#### Required actions:
• 1. Reproduce the passage from the blog post about Cibrèo below, starting with "A New Recipe" and going on through "up until WWII.".
• 2. Continue the blog post about Cibrèo below, picking up after its last sentence.

God sometimes gives us unexpected gifts. Our gift has been a grandson who enlivens our lives and makes retirement very different than the one we anticipated. He is a special joy. And that's "Casey." In 2006 we fulfilled our dream of living in Italy for a year. It was every bit as wonderful as anticipated. This blog begins in 2005 as we prepared for that experience. Since then we have explored many places together. That's the "Travel." And finally, I am a person of opinions--spiritually, politically, on just about anything and that's the "Other Stuff." Welcome to my blog.

Tuesday, March 27, 2007

A New Recipe for Diva Cucina

Sometimes things come together at just the right moment. Having just posted two entries about stuffed chicken necks and heads at Cibrèo, I have had two interesting related experiences.

Saturday night we went to dinner with Italian friends. In the process of conversation, I mentioned that we had been to Cibrèo last week and the menu item I had chosen. Alessandro explained that the restaurant is known and appreciated for serving traditional peasant food that grew out of poverty and meager available food. He then reminisced about his grandmother making stuffed chicken necks. This lead to a great discussion of the serfdom that existed for many centuries here--actually, still in place up until WWII.

So, I have a new appreciation for Cibrèo and we will definitely go back and acquaint ourselves more with history. Someone left a comment on an earlier entry that this was a restaurant--not a museum-a comment I did not understand-but, whatever was meant, the comment was wrong as museums connect us with our past and this is what Cibrèo does--as well as prepare interesting food.

But--the true impetus for this entry is that I am currently reading Catherine di Medici by Leonie Frieda and came across a passage that was serendipity. And--just too good not to share.

Throughout her life she (Catherine) was prey to...gastric attacks...largely self inflicted due to simple greed. On one occasion she nearly died from eating too much cibreo, one of her favorite Florentine dishes, an irresistible concoction made from gizzards, testicles, offal and cockerels' coxcombs. Diva Cucina, Mia Amica, can you find these ingredients in the Mercato Centrale?

#### Extracted records:
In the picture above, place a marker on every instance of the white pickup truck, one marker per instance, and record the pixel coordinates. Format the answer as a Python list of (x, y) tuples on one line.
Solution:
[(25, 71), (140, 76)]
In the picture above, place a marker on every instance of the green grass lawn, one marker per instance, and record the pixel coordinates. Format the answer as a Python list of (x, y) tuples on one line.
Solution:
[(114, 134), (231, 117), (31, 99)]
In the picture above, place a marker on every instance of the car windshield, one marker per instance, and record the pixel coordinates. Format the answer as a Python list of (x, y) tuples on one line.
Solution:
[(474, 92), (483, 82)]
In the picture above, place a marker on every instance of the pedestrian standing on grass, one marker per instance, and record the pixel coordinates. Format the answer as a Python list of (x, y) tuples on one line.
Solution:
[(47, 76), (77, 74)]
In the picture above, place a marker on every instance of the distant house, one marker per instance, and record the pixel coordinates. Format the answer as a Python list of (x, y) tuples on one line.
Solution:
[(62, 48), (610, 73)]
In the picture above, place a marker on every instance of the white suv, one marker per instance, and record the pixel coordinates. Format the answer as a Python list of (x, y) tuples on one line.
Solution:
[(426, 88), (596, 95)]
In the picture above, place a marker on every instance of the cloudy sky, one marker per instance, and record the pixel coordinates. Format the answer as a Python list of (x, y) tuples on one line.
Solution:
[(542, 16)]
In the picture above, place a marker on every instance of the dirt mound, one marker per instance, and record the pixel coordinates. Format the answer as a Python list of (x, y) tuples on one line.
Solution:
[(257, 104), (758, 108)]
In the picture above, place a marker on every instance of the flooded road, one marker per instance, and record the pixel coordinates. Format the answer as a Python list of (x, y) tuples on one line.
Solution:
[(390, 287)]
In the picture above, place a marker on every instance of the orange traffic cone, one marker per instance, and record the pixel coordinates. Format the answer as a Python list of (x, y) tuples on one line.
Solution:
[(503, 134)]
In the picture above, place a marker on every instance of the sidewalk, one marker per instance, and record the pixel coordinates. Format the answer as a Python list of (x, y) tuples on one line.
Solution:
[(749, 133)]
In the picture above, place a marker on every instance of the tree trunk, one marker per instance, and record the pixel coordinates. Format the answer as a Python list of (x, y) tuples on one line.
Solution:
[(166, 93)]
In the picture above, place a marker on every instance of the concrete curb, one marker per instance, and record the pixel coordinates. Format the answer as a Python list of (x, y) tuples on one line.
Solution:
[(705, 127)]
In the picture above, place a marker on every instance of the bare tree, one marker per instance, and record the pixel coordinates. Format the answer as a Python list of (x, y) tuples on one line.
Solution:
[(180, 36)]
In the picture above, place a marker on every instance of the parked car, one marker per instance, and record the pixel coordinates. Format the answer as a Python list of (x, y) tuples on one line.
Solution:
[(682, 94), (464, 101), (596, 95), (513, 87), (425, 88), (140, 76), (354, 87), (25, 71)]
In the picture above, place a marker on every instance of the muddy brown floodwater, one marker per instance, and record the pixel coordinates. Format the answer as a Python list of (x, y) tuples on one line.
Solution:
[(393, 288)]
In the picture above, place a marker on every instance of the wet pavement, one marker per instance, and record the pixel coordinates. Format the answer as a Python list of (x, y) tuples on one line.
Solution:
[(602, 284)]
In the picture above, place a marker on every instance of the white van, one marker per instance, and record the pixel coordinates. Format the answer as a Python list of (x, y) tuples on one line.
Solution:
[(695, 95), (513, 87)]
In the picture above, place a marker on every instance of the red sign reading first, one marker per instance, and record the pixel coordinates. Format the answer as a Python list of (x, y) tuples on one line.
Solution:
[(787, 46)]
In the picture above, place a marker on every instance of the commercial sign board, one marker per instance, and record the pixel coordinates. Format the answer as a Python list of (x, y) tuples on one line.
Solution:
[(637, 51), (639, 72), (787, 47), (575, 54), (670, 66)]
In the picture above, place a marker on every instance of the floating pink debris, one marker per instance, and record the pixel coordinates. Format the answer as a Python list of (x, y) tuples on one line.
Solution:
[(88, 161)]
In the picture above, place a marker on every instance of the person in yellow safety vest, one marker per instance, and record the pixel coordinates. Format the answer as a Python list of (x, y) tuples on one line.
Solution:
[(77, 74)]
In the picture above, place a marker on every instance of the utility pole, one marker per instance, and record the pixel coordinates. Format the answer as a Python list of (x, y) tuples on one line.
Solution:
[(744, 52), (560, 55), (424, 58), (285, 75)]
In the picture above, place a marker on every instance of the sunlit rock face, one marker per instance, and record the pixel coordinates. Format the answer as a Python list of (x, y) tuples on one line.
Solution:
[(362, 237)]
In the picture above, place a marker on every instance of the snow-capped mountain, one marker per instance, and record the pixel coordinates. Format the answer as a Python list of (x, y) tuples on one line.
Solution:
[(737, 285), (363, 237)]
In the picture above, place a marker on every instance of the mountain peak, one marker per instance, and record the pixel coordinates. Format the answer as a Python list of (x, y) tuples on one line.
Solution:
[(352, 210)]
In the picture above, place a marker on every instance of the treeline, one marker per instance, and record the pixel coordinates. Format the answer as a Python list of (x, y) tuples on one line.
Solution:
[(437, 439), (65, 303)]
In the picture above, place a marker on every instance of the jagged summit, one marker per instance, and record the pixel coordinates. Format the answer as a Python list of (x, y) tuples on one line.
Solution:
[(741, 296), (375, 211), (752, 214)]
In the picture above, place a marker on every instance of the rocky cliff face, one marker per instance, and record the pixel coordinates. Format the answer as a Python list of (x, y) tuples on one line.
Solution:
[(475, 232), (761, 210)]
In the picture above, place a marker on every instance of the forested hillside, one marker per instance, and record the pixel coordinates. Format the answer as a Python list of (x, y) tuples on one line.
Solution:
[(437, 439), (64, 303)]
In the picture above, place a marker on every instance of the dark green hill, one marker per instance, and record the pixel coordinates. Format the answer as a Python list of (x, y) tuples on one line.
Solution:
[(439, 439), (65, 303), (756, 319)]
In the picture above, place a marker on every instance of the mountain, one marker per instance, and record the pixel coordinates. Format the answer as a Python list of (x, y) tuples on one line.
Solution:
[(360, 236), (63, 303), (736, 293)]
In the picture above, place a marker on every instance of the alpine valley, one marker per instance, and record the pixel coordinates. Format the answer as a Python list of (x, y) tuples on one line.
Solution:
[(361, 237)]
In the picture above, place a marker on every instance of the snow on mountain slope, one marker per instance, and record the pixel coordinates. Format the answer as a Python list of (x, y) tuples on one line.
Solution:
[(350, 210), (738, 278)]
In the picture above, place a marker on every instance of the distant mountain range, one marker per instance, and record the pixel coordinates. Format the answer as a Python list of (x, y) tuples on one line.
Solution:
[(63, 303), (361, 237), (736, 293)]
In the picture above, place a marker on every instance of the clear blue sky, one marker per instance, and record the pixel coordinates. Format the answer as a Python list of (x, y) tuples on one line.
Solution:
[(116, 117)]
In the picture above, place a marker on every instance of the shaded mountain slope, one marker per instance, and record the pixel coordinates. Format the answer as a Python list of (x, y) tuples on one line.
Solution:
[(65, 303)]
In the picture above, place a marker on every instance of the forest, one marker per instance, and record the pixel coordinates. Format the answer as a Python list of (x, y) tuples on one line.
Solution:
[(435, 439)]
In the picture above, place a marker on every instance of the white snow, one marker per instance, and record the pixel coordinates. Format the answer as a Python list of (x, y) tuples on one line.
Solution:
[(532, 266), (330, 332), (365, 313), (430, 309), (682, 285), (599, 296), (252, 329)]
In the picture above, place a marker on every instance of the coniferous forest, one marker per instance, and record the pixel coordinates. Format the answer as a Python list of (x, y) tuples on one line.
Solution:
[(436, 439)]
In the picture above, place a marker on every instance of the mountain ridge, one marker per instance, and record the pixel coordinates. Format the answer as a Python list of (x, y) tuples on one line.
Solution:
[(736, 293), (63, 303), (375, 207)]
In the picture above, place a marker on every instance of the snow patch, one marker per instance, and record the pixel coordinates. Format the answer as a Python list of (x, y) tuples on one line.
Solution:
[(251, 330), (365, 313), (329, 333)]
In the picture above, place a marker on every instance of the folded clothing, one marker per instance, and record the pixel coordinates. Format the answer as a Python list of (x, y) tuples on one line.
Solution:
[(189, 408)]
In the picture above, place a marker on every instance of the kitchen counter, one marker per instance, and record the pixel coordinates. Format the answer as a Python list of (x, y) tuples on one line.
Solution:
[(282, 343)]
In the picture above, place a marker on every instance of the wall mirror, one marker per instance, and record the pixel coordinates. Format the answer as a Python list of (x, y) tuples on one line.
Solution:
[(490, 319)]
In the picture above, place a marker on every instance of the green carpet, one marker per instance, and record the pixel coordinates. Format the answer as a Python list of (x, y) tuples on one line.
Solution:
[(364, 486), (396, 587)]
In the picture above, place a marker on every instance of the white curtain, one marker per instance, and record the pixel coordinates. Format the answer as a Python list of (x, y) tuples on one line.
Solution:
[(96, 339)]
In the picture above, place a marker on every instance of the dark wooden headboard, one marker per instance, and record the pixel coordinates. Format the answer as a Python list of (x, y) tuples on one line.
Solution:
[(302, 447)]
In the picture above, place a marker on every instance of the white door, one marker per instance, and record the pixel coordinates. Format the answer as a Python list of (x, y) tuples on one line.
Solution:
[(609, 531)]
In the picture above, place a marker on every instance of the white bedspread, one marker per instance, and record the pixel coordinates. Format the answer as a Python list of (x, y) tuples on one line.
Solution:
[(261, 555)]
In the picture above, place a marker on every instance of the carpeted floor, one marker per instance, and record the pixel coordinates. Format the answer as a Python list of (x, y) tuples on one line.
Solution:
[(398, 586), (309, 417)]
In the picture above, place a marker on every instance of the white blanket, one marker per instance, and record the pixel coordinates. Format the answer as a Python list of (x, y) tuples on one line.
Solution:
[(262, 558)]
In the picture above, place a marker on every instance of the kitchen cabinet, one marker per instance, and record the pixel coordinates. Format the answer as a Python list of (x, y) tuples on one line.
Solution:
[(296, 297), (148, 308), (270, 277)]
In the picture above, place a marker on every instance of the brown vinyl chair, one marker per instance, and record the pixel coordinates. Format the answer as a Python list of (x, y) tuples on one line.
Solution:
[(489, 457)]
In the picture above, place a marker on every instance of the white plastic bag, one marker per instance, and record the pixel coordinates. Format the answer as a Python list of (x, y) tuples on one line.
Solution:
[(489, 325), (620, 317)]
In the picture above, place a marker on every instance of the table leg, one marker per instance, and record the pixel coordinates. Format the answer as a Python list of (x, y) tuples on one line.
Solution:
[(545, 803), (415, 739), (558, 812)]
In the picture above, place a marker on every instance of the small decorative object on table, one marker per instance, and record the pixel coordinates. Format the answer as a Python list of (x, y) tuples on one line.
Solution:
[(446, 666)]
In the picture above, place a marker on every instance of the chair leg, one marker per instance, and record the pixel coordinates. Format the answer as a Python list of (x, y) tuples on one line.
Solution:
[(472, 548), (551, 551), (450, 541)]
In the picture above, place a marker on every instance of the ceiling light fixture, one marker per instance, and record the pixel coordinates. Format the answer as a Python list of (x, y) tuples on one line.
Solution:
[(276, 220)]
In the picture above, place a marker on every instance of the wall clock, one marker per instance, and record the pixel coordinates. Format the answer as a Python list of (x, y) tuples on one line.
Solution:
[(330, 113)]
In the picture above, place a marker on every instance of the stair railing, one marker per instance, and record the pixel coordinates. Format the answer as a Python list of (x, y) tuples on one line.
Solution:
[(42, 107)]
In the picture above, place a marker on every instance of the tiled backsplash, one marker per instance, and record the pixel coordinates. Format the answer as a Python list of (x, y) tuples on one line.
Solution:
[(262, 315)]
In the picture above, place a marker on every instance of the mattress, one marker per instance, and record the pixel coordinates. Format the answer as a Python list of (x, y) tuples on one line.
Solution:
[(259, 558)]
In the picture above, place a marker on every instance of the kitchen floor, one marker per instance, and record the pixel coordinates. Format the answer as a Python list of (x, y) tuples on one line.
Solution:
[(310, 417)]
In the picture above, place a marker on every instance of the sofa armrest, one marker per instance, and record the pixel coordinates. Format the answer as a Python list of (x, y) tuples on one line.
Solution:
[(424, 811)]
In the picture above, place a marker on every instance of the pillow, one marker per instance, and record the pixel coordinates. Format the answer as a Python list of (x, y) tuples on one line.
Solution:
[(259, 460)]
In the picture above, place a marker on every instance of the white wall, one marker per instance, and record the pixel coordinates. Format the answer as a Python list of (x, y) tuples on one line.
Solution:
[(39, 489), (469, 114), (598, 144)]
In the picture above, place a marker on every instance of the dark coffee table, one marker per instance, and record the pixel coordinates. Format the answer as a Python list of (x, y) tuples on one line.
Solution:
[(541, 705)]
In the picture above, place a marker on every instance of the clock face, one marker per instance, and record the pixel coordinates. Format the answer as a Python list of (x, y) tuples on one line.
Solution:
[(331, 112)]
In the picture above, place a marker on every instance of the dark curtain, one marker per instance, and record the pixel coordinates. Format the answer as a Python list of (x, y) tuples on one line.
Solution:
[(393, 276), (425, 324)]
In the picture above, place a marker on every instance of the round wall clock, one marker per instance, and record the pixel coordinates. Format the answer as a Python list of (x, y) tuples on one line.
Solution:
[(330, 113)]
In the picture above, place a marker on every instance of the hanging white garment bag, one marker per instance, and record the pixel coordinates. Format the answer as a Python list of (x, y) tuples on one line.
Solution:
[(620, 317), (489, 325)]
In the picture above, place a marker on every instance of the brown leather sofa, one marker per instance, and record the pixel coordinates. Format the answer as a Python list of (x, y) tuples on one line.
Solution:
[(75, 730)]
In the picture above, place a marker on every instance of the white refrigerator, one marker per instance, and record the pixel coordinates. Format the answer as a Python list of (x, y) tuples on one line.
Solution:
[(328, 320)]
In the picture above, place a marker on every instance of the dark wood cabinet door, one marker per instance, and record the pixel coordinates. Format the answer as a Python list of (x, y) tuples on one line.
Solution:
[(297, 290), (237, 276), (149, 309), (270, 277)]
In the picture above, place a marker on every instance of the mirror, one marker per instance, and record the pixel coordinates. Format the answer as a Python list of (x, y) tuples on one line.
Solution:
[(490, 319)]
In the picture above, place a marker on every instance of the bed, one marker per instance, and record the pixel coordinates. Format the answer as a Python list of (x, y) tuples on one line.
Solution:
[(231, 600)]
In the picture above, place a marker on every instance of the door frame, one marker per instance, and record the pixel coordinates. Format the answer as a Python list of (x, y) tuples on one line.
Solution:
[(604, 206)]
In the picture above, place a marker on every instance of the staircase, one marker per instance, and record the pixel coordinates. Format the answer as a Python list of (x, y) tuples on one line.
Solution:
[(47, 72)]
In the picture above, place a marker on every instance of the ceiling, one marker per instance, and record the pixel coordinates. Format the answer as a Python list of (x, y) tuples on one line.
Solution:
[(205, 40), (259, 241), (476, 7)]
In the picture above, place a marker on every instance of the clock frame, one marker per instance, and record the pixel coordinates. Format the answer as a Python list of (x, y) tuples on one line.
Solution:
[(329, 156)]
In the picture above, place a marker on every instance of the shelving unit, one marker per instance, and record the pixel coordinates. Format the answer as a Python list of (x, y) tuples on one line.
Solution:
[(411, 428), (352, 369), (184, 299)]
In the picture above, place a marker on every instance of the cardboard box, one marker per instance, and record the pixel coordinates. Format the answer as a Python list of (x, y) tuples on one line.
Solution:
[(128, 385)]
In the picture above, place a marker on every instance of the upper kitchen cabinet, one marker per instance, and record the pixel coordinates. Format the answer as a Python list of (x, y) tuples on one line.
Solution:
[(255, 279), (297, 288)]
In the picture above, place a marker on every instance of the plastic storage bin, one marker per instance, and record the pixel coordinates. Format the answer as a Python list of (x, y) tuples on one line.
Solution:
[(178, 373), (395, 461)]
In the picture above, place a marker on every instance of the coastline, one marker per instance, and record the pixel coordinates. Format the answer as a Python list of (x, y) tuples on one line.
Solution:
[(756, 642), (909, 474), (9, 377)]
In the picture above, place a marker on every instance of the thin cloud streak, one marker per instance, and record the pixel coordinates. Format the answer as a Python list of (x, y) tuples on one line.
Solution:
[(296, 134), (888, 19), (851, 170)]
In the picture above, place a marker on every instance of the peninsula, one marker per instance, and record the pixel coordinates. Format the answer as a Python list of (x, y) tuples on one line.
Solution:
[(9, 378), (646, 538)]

#### Answers per task:
• 1.
A New Recipe for Diva Cucina

Sometimes things come together at just the right moment. Having just posted two entries about stuffed chicken necks and heads at Cibrèo, I have had two interesting related experiences.

Saturday night we went to dinner with Italian friends. In the process of conversation, I mentioned that we had been to Cibrèo last week and the menu item I had chosen. Alessandro explained that the restaurant is known and appreciated for serving traditional peasant food that grew out of poverty and meager available food. He then reminisced about his grandmother making stuffed chicken necks. This lead to a great discussion of the serfdom that existed for many centuries here--actually, still in place up until WWII.

• 2.
With that recipe being served, a stuffed chicken head seems pretty tame. Now, I wonder if when we return to Cibrèo, cibreo will be on the menu. I'll let you know. Although--this time I am not taste testing!

Friday, March 23, 2007

Chicken Neck Sequel

I should have known not to make light of Collo di Pollo Ripieno--that I would be highlighting my cultural ignorance--something I often get upset about when other people discuss seemingly peculiar aspects of Italy or make generalizations that should not be generalizations. So-of course, I sometimes fall into my own trap. That old "pride cometh before a fall" thing!

This morning in talking with Sara, Nicoletta and Beatrice, I mentioned the chicken head on my plate yesterday. This apparition didn't seem at all strange to them; in fact, they laughed at my reaction and explained that: Collo di Pollo Ripieno is a typical Tuscan dish and is considered quite good. Naturally, the stuffing has many variations, which makes much sense.

The history of this creation comes from centuries of the contindina and master/farmer relationship. Food was usually scarce for farmers as the landlord would take possession of most of the meager crops and livestock. From this grew the need to make use of everything that was edible or could be made edible. Nothing was wasted or thrown out if it could be used for sustenance--including chicken necks.

Now in the 21st century, the subsistence food of stuffed chicken necks is relegated to a prized menu item. Giving one more example of how history has a way of twisting nostalgia into strange shapes--such as the contindinas' old farm houses which are being resurrected into beautifully exquisite Tuscan homes.

So--next time you see Collo di Pollo Ripieno on the menu, give it a try and know you are connecting with history.

Thursday, March 22, 2007

?Stuffed Chicken Necks?!

Cibrèo-a very well regarded restaurant in Firenze.

In fact it has three parts--Cibrèo the ristorante for which, I am told, reservations are a must; Cibrèo the trattoria which is next door and has a menu which is made up of parts of the ristorante menu and is less expensive and Cibrèo the cafe which serves most of same foods at a cost somewhere between the ristorante and the trattoria --distinquishing itself by having table clothes and a more upscale atmosphere than the rustic trattoria and a coffee making machine.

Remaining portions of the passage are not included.